*Data rows*.
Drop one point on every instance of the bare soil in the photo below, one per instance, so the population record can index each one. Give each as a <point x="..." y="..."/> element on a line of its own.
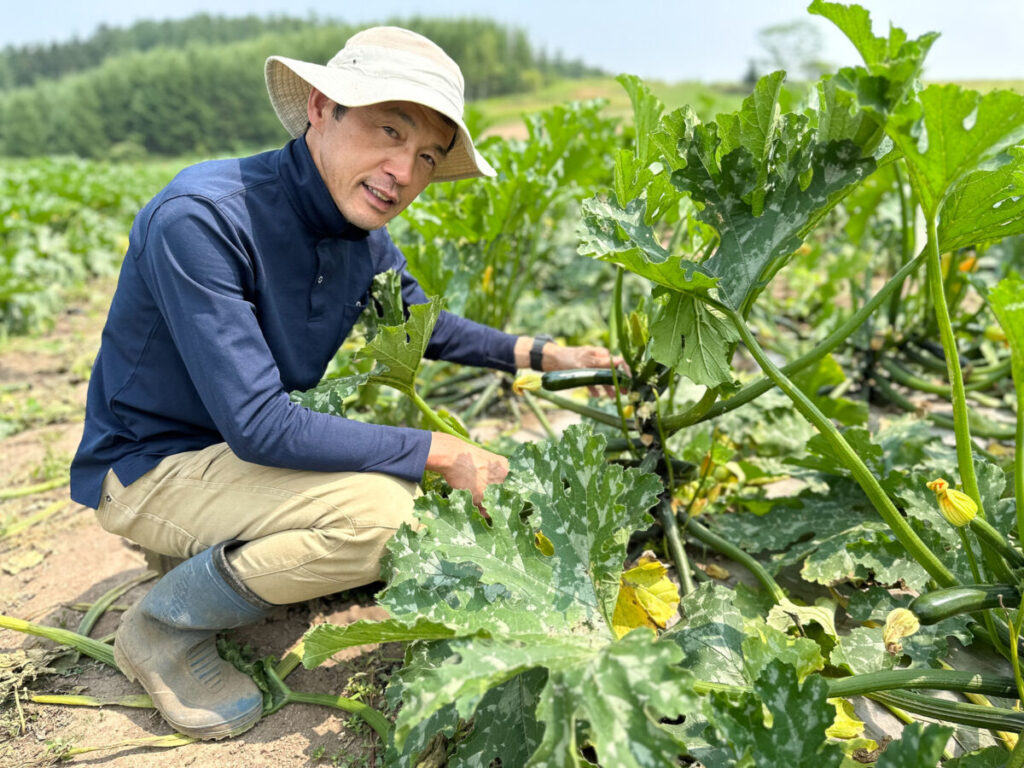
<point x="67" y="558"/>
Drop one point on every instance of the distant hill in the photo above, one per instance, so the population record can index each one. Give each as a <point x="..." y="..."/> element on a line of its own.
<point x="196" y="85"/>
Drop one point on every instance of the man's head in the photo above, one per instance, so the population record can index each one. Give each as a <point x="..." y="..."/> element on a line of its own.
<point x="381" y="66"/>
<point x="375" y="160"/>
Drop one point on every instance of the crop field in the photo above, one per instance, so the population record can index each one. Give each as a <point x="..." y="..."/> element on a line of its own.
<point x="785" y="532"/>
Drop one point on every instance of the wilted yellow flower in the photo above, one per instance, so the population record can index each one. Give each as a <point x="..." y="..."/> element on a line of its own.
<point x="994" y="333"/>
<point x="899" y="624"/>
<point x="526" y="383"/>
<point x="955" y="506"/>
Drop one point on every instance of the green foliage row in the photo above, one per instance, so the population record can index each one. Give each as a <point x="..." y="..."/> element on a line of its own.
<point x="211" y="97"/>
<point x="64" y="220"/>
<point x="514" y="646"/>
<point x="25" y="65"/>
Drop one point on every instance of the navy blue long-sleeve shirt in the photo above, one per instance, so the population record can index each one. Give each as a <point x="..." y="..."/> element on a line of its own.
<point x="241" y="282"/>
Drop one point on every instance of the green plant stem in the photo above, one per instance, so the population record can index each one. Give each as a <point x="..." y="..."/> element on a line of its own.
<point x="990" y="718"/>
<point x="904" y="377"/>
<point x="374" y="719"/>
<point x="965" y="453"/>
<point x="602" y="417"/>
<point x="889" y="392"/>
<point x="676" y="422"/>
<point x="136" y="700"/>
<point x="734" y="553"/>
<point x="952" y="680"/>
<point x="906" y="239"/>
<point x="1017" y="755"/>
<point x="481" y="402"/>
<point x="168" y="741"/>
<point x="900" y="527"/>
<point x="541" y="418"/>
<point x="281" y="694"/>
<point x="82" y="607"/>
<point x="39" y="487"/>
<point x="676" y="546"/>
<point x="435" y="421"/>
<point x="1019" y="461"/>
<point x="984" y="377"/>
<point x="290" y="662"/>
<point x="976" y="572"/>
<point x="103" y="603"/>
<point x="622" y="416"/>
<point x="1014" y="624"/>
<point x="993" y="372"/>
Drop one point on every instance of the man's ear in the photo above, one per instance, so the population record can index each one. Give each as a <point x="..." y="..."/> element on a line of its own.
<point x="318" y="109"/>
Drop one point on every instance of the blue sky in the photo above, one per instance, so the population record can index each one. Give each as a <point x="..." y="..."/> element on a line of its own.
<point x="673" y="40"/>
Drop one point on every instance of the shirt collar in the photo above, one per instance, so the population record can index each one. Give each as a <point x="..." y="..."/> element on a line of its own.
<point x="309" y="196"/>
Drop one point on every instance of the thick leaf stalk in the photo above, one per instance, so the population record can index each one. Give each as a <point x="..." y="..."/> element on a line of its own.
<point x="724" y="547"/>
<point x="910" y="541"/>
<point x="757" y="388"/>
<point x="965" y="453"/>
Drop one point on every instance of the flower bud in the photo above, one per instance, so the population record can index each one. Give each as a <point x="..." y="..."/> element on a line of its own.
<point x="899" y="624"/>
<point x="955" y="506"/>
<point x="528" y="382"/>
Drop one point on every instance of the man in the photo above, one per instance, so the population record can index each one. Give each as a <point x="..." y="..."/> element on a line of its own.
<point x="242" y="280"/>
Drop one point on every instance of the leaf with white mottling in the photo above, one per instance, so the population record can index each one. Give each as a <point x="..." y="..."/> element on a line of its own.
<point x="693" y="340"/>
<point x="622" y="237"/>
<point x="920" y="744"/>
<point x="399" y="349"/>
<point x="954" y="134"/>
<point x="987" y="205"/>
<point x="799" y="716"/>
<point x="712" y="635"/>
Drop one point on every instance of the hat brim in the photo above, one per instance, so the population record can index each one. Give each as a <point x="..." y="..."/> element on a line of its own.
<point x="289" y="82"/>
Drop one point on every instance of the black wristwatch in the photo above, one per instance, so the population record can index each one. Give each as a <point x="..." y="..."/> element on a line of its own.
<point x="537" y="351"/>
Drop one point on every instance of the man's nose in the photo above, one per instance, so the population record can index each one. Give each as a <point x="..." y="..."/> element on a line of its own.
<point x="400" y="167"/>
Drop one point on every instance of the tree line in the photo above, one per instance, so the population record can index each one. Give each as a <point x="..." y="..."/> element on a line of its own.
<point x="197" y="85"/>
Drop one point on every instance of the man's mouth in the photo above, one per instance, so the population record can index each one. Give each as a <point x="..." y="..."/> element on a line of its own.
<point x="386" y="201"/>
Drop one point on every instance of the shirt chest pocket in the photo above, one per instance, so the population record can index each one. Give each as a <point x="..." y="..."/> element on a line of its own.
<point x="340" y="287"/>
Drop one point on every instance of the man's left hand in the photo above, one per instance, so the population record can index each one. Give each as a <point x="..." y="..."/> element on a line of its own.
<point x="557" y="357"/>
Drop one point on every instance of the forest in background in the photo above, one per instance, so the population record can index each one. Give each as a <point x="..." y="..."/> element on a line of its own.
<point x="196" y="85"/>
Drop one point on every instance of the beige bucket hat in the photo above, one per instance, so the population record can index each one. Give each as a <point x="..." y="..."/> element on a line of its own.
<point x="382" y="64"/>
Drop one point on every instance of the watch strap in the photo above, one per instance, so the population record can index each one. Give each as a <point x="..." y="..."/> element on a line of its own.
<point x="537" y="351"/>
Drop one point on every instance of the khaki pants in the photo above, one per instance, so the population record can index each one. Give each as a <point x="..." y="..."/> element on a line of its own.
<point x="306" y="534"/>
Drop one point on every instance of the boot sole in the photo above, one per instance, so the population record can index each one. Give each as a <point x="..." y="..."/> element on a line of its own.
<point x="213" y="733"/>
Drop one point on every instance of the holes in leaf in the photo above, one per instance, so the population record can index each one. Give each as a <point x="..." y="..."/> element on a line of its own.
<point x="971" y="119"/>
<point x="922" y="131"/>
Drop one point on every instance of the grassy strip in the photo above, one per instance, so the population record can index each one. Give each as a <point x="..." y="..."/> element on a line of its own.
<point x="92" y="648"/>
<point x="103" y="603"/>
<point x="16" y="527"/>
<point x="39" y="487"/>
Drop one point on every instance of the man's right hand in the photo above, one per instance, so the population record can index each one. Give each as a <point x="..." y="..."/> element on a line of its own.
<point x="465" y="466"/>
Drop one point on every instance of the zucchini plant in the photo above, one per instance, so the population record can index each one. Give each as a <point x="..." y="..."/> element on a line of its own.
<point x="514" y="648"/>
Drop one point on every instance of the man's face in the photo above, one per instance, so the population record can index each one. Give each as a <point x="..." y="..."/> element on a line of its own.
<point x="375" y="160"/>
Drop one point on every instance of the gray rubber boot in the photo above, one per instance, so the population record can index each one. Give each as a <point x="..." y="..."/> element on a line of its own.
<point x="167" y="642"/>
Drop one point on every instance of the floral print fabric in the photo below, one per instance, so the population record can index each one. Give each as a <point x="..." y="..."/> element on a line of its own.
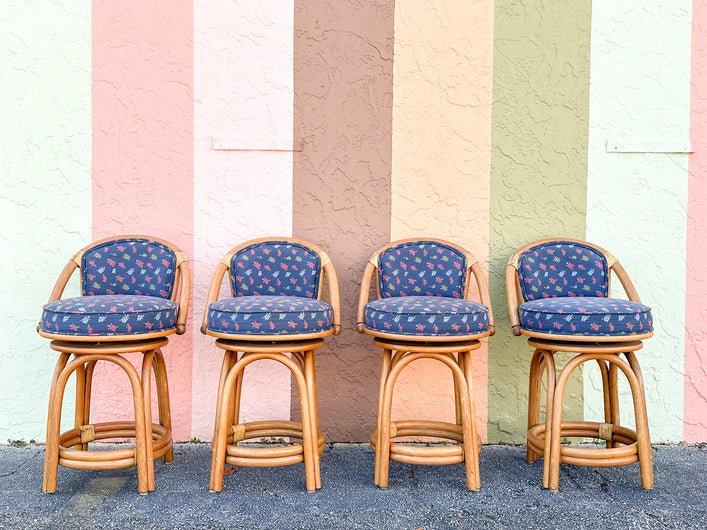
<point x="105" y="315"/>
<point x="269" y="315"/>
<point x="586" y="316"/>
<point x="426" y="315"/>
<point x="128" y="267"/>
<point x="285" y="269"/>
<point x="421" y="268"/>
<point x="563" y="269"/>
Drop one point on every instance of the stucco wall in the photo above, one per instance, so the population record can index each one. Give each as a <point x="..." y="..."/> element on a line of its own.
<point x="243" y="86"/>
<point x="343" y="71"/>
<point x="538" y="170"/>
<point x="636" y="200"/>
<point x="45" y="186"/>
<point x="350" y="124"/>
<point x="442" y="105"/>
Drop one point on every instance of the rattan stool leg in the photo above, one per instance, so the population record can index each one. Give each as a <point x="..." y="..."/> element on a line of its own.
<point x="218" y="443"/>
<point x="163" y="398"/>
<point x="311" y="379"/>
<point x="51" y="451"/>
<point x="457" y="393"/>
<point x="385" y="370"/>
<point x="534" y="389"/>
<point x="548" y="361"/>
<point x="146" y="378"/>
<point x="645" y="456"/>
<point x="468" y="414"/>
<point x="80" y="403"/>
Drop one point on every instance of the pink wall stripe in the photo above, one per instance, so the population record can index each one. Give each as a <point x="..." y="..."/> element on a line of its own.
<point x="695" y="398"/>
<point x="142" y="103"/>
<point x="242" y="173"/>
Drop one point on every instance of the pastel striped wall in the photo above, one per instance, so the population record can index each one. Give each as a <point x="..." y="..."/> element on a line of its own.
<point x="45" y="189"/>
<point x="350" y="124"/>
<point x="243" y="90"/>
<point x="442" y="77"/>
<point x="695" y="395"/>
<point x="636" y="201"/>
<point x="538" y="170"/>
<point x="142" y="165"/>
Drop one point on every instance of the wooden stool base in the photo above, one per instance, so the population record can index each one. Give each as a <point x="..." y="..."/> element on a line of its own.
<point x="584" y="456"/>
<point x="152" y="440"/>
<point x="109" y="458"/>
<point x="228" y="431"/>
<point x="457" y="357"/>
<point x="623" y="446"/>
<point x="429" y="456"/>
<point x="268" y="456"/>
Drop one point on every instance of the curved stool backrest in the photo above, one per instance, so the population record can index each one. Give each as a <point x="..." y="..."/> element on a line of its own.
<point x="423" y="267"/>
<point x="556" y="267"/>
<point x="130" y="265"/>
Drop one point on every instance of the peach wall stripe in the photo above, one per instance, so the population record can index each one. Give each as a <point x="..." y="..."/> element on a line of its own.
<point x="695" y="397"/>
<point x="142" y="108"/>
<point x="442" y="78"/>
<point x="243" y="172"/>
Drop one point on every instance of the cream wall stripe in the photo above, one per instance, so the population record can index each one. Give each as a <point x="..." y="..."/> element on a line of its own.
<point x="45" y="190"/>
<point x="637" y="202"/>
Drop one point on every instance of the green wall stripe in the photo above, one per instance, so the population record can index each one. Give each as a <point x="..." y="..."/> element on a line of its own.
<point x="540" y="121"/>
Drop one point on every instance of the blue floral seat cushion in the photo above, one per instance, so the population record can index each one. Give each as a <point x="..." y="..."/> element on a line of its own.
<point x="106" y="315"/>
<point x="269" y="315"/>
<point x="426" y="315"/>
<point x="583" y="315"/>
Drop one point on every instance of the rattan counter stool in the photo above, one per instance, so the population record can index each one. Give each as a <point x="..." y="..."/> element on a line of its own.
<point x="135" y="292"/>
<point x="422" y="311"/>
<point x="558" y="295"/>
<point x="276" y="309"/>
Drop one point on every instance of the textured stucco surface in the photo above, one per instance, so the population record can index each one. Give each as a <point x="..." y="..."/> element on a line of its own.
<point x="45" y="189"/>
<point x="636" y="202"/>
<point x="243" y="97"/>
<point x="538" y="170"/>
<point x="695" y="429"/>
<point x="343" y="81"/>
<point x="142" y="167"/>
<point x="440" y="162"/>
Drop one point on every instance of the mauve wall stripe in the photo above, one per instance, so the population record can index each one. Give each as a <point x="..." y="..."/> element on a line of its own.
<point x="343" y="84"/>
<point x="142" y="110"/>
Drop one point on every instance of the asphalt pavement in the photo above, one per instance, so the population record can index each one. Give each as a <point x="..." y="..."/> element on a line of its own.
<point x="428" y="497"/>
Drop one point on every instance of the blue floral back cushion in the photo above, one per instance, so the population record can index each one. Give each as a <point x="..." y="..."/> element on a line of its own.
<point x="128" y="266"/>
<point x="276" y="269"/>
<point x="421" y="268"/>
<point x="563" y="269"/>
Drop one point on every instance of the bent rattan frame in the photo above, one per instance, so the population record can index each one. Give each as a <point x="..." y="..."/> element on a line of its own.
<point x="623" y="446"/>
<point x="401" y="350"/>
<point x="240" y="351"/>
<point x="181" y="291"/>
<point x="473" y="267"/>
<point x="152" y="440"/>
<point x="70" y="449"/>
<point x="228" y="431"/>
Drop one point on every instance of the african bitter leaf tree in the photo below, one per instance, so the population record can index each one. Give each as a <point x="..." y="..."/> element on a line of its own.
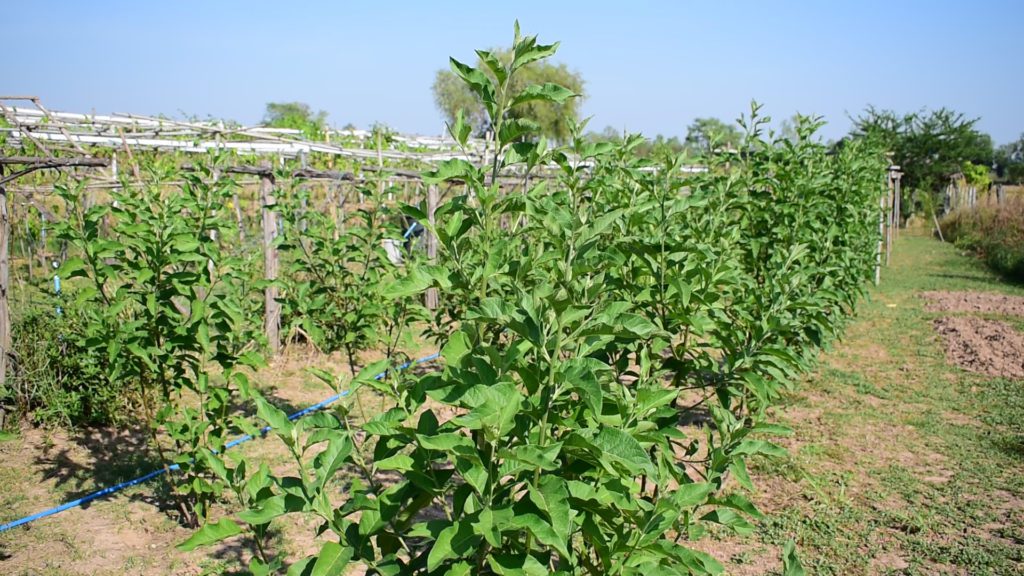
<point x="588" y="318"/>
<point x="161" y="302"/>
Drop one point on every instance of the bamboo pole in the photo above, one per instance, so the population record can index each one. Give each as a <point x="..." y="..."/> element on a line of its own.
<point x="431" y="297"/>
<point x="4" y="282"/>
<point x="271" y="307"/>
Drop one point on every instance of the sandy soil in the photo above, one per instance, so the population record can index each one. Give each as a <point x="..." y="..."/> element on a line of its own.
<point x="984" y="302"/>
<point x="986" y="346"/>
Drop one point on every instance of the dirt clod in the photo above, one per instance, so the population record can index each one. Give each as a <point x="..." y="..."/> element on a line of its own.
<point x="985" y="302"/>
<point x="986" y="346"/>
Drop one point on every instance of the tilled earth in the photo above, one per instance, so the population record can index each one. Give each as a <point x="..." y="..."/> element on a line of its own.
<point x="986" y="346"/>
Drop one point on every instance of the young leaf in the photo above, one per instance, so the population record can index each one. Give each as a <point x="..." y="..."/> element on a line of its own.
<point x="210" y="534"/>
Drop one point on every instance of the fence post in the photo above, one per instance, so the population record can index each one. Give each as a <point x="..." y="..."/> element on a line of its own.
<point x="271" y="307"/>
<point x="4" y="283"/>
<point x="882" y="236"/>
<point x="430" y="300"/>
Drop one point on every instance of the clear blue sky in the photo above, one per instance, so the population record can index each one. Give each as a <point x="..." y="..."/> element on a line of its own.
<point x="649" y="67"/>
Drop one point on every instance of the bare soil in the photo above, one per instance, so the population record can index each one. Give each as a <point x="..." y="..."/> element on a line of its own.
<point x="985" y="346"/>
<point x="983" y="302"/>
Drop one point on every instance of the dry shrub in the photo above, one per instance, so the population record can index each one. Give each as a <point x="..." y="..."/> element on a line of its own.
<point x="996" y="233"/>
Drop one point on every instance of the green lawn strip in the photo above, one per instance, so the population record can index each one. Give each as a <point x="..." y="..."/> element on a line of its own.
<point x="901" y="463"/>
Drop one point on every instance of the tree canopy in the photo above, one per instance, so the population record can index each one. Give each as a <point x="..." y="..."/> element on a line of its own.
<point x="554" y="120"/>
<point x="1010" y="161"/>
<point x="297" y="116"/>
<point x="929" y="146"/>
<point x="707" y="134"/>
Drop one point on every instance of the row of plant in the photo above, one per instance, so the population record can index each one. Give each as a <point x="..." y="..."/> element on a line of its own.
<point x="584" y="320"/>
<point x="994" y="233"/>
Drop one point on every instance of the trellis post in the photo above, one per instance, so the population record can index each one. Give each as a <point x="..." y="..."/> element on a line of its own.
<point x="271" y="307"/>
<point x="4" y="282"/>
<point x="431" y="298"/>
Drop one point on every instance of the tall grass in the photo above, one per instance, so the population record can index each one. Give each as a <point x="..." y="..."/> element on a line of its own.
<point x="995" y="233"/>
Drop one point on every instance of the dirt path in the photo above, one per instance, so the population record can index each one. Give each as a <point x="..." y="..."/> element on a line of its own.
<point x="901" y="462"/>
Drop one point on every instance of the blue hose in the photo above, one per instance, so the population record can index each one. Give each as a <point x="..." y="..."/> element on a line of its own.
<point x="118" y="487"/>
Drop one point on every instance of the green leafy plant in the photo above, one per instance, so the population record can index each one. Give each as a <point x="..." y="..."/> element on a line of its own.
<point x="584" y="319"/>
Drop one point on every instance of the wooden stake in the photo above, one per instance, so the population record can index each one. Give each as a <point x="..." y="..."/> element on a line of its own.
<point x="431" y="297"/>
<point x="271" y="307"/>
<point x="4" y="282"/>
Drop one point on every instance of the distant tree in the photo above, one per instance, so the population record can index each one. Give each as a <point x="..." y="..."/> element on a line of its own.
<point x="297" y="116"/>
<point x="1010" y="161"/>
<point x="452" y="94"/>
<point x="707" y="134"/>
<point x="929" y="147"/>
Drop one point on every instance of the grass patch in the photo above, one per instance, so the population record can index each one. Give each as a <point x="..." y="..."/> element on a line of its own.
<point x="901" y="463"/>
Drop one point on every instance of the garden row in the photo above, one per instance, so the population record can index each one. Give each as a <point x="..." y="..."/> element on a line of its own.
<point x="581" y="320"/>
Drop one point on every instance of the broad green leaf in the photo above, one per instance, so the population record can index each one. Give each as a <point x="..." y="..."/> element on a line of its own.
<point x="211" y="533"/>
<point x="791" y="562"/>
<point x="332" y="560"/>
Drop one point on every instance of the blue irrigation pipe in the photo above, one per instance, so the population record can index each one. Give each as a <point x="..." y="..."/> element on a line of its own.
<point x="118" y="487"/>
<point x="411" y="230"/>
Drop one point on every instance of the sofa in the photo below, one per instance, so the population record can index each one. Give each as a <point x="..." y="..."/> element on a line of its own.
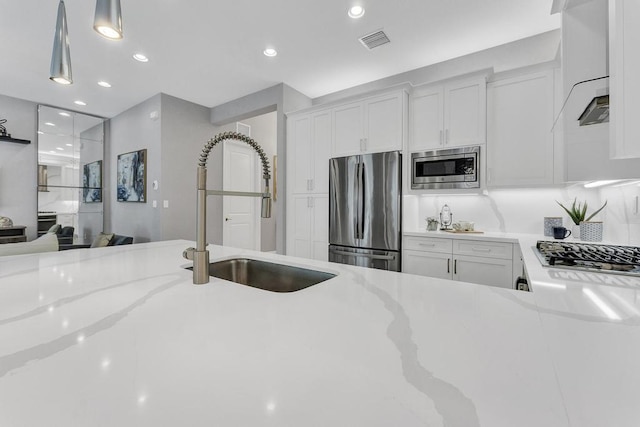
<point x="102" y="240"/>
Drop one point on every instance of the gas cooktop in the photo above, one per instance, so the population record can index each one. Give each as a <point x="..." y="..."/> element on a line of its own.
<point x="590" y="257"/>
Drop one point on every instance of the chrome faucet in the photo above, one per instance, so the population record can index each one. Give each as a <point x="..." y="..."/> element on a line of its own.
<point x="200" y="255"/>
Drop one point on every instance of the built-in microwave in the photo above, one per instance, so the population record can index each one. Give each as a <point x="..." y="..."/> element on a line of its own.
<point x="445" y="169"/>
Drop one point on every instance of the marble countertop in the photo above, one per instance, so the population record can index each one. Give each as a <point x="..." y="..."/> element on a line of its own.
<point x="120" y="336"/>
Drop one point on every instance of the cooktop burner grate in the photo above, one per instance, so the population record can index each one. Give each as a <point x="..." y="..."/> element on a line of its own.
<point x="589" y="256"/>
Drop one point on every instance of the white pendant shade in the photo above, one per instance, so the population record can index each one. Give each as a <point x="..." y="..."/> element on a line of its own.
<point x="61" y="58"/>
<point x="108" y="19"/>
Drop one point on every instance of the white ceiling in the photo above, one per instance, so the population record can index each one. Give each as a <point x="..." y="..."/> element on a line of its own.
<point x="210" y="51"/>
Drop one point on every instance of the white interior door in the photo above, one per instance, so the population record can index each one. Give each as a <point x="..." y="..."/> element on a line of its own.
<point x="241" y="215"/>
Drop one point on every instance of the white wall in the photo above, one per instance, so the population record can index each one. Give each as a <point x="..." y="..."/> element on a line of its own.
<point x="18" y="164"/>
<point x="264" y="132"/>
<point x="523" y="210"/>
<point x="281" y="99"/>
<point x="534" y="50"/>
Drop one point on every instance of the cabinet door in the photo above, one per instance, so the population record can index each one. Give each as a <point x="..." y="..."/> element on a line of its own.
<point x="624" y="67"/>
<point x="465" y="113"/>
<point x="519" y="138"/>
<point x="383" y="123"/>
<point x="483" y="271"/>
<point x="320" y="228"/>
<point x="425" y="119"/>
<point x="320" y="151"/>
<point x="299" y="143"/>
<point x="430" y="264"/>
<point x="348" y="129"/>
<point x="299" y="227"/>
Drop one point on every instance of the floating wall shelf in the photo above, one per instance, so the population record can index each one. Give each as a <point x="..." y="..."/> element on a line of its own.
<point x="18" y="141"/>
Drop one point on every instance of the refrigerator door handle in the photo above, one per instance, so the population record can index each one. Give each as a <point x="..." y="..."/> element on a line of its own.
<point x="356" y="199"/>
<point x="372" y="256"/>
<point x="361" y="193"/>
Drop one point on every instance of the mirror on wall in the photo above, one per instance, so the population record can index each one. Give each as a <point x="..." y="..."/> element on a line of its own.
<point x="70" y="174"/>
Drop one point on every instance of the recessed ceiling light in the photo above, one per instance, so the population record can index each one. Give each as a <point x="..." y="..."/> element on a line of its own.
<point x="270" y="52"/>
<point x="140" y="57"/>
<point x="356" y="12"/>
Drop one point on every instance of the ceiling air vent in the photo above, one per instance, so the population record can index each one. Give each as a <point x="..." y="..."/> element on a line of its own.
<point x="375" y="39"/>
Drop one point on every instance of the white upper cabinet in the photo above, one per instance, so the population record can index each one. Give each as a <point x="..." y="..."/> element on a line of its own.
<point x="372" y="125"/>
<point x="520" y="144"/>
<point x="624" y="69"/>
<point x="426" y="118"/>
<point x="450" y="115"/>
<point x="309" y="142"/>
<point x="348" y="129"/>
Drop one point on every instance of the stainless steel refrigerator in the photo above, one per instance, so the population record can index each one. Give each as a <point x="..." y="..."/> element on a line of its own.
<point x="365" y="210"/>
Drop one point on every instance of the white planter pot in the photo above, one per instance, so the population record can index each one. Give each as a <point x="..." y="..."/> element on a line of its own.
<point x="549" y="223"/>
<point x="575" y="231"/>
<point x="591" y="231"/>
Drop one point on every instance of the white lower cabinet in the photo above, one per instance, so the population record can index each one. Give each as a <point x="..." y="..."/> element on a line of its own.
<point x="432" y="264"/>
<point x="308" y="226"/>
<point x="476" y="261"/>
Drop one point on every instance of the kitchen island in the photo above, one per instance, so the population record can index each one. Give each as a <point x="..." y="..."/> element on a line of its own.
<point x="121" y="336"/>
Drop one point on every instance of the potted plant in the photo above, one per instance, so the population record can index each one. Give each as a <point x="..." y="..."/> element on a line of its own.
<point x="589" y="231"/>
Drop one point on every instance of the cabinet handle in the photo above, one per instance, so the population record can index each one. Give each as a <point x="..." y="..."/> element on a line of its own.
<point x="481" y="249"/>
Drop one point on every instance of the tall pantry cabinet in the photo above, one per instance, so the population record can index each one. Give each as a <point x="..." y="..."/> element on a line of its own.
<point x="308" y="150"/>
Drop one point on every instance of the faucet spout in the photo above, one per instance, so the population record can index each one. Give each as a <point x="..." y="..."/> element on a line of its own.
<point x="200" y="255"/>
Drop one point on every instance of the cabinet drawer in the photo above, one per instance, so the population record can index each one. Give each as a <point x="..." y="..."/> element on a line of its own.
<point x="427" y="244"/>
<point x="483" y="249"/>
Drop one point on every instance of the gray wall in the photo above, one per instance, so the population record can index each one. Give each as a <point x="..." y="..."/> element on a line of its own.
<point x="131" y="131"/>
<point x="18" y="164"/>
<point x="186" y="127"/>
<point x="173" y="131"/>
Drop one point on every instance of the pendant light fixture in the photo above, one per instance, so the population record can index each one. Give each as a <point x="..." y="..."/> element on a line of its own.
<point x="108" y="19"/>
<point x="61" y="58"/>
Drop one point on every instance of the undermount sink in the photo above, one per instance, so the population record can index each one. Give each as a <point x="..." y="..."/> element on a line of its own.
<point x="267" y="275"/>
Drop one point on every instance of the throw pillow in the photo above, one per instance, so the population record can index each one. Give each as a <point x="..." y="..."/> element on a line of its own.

*Stated task*. Reproduce exactly, with nothing added, the lines from the one that contains "Drop one point on every instance of the pendant" to the end of the data.

*Full response*.
Drop one point on every instance of the pendant light fixture in the photo above, one per instance, so the population record can index each one. Give each as a <point x="..." y="..."/> element on a line of its own.
<point x="108" y="19"/>
<point x="61" y="58"/>
Drop one point on every instance of the undermount sink in the photo above, one per instance, so the population record can index each one. Give each as a <point x="..." y="..."/> element on a line of its own.
<point x="267" y="275"/>
Drop one point on every instance of the throw pillow in the photo above, one per instance, so the population record can index each one. Give each as a <point x="..." y="..."/> element on a line of its own.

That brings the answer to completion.